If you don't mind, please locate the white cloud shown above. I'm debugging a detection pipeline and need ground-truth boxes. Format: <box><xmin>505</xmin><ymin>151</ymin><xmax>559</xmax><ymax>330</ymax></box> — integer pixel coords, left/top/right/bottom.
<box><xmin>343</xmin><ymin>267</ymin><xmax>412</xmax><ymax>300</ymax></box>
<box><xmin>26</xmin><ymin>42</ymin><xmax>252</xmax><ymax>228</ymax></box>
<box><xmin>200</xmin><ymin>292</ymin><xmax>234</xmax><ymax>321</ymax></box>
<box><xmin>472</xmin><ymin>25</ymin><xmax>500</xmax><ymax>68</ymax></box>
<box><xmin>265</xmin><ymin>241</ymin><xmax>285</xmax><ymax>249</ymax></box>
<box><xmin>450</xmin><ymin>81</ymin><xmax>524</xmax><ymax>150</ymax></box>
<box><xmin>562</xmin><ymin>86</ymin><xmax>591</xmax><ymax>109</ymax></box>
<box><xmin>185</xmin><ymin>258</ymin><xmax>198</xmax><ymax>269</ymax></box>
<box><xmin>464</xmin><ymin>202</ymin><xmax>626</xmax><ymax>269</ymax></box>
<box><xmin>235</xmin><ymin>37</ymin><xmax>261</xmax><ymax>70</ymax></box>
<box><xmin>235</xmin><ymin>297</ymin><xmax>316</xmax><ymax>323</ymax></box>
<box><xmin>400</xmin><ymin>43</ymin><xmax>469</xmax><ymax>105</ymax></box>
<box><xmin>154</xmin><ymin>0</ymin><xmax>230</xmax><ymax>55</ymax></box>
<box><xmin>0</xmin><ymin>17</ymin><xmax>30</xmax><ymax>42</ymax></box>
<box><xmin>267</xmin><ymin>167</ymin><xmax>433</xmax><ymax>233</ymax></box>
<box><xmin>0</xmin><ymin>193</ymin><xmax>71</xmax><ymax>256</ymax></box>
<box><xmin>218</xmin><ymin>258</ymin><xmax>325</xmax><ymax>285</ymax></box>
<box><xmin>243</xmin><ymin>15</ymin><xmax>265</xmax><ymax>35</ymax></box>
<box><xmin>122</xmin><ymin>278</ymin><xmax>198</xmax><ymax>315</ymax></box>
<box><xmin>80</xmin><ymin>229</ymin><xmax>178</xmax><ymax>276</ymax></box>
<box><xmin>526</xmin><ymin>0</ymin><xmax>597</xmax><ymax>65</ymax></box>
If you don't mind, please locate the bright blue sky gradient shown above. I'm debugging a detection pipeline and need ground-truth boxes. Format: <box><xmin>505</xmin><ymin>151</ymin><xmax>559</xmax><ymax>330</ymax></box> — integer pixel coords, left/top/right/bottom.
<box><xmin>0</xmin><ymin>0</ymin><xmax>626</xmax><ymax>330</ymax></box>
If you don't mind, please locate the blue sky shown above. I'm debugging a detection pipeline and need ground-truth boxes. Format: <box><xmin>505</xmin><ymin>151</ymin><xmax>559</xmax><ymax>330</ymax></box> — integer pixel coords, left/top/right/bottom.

- - -

*What the task requires*:
How many lines in the records above contain the string "bright"? Reply with the number alone.

*Output of the task*:
1